Reproduce every line of the listing below word for word, leaving the pictures out of your copy.

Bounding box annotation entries

···

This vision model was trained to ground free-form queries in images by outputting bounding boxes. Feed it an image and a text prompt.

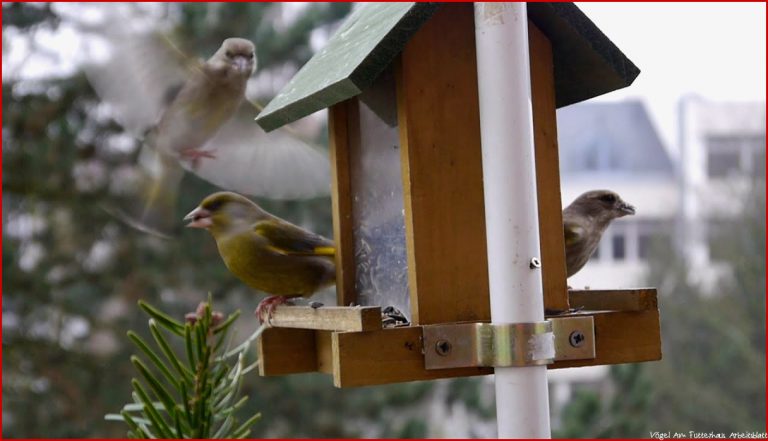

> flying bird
[85,26,330,235]
[563,190,635,277]
[184,192,336,323]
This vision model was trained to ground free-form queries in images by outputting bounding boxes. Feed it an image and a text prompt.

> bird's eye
[600,194,616,204]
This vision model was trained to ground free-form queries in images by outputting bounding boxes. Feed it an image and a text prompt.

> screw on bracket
[435,340,451,357]
[568,331,587,348]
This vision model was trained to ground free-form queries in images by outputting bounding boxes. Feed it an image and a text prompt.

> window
[589,245,600,262]
[637,233,652,260]
[611,234,627,260]
[706,134,765,178]
[707,150,740,178]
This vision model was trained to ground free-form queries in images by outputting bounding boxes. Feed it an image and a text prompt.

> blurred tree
[2,3,493,437]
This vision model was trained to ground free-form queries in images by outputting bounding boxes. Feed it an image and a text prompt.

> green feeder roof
[256,3,640,131]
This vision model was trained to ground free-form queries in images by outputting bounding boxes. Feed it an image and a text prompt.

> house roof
[256,3,640,131]
[557,100,674,175]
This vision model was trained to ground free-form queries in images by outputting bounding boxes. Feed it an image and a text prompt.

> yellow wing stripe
[315,247,336,257]
[266,245,336,257]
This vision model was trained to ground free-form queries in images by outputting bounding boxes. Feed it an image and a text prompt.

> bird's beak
[232,55,251,72]
[184,207,213,228]
[619,201,635,216]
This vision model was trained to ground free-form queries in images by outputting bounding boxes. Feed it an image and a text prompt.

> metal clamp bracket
[422,316,595,369]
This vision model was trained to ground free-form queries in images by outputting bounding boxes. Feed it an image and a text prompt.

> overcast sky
[3,2,766,155]
[577,2,766,155]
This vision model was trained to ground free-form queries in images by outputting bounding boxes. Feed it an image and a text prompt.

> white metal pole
[475,3,551,438]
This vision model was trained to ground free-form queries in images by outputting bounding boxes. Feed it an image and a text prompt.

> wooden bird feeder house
[257,3,661,387]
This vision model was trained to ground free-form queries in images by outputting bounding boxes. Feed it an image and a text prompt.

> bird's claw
[254,296,293,326]
[381,306,409,328]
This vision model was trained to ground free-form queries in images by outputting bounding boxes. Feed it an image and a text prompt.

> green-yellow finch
[86,34,330,234]
[184,192,336,321]
[563,190,635,277]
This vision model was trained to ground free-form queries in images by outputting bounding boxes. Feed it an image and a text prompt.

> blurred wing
[103,144,184,239]
[84,26,193,137]
[188,101,331,199]
[253,219,335,257]
[563,220,586,247]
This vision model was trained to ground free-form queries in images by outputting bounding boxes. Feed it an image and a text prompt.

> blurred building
[549,97,765,428]
[676,97,765,292]
[557,101,679,289]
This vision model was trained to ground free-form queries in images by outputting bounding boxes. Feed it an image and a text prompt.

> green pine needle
[104,297,260,439]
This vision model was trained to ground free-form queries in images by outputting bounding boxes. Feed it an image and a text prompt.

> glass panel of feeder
[350,65,410,318]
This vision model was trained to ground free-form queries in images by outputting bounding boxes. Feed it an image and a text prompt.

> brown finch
[563,190,635,277]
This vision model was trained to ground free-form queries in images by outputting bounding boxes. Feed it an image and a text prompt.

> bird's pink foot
[181,149,216,170]
[254,296,295,324]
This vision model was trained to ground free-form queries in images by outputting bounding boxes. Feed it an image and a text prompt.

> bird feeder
[250,3,661,387]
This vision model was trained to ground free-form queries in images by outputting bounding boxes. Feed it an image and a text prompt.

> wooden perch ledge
[269,305,381,332]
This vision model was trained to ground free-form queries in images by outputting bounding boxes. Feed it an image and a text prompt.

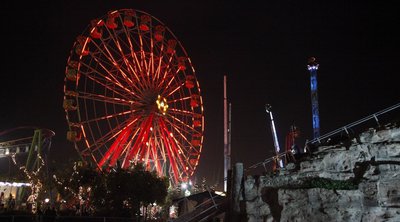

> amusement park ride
[0,126,54,205]
[63,9,204,184]
[265,57,320,168]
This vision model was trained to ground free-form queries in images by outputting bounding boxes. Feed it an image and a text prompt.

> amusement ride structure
[307,57,320,139]
[63,9,204,184]
[0,126,55,206]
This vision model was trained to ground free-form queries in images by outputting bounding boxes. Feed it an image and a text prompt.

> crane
[265,104,283,168]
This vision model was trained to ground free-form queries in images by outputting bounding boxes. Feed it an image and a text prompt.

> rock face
[234,127,400,222]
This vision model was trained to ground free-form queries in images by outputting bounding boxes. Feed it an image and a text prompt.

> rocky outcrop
[234,127,400,222]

···

### Finished task
This vision model was trained to ground free-form queries in images by outputting bounding boxes. Feed it an image and a text prompt.


> flying bird
[85,26,330,235]
[563,190,635,277]
[184,192,336,323]
This vision model was trained to ground free-form queries in images by outputting bounding boxes. Feed it an image and a text prompt.

> bird's eye
[600,194,616,204]
This vision model was trained to ground free-form queries in images by outputting bounding boxes. Feed it an image and a text prompt.

> screw on bracket
[435,340,451,357]
[568,331,587,348]
This vision model was trained to ground free-form queries in images by outputting bounding boxes. Feed it an image and a text prompt.

> window
[589,245,600,262]
[637,233,652,260]
[611,234,627,260]
[706,134,765,178]
[707,150,740,178]
This vision model was trained to ground free-form queries in images by outputting bounding boxes. Feed it an image and a text prompt.

> blurred tree
[2,3,493,437]
This vision model was trained to ground free-form queries in images by outputting bounding boxes. Feed it an image and a text prompt.

> green feeder roof
[256,3,640,131]
This vision model was trained to ground free-form queries in images by outputting bounding boxes. Feed it an image and a text prompt.

> house roof
[256,3,640,131]
[557,100,674,175]
This vision model was trained to ground free-form queries in images by outputting bounding boxes. Feed it an image and a text prompt.

> yellow wing stripe
[315,247,336,257]
[266,245,336,257]
This vision model was trained to ground free-form queries in images by outputting bounding boxes. Feed it an image and a text prompt.

> bird's beak
[232,55,251,72]
[184,207,213,228]
[619,201,635,216]
This vision model was trained to ground free-form queries in images by outputting bounding boxes. Feed it an image and a text prompt.

> metal clamp bracket
[422,316,595,369]
This vision model was trained to ground free-form queries in images by outputting bounding boxes. Feed it an image and a text prompt.

> overcast sky
[3,2,766,155]
[577,2,766,155]
This vision model was trained to ground free-form queries in images by outputting bounding boxes. Feed it an image and a text prompt.

> white metal pole
[475,3,551,438]
This vision model was trained to ground free-form queries in images by outputting bounding boxes. Feed it an image and a text prompt.

> wooden bird feeder house
[257,3,661,387]
This vision model was trained to ground free-form queries in images by outputting bounding boxes. Feed it an image and a text prompt.

> bird's claw
[254,296,293,326]
[381,306,409,328]
This vision model was trained to ground free-form queries in images by outputting bounding boxes. Feed it an image and a text prompt.

> green-yellow finch
[86,34,330,234]
[184,192,336,321]
[563,190,635,277]
This vision model was trained to ground free-form queries in images by outputting bounding boxes. Feed it an image and a text prompt.

> blurred wing
[103,144,184,239]
[84,26,193,137]
[188,101,331,199]
[253,219,335,257]
[563,220,586,247]
This vision model was trained to ground free-form queries in images by outputting bounding boxes. Feed it an image and a text prompt.

> blurred building
[549,97,765,428]
[676,97,765,292]
[557,101,679,289]
This vision model was trained to ground free-form queries in images by outputting bounding boxes. Feed it an image and a text prompt.

> green pine needle
[104,297,260,439]
This vision model was trained to ground free-form queries in images by outputting bounding boxes. Feed it an image and a text prompt.

> glass panel of feeder
[350,65,410,318]
This vision model was trained to ground free-form queries in images by outputting bounding boxes. Feed it an image and a text prompt.

> brown finch
[563,190,635,277]
This vision model was trained to ground free-form queries in images by outputting bounding boxes. Feed it an image and a text prompt.

> bird's pink foot
[181,149,216,170]
[254,296,295,324]
This vision model was trained to ground free-form queries in images by outputting bounding boxes. Feed it an image and a text prompt.

> bird feeder
[250,3,661,387]
This vision model was trained to ground free-form queries in images by outputting bounding boxes. Feed it an image and a text prompt.

> wooden perch ledge
[269,305,381,332]
This vision model was trained to ground free-form queries in images by outputting bounding boxes. Feed it an image and a text prompt.


> amusement park ride
[0,126,54,205]
[63,9,204,184]
[265,57,320,168]
This vision model was trained to ground free-form queries in images by outputting bounding boxes. Feed it an image and a text prompt.

> amusement ride structure
[307,57,320,139]
[63,9,204,184]
[0,126,55,206]
This vision model was trained to ground free-form queries in images by outputting bounding boxes. Feed it an image and a text prompt.

> crane
[265,104,283,168]
This vision model was trained to ground free-form queries in images by outputting bounding boxes. Feed it an image and a text prompt.

> rock face
[234,127,400,222]
This vision model was trained to ground free-form queries in images by outputting bounding boxes. Feed it an image and a text prompt.

> rocky outcrop
[234,127,400,222]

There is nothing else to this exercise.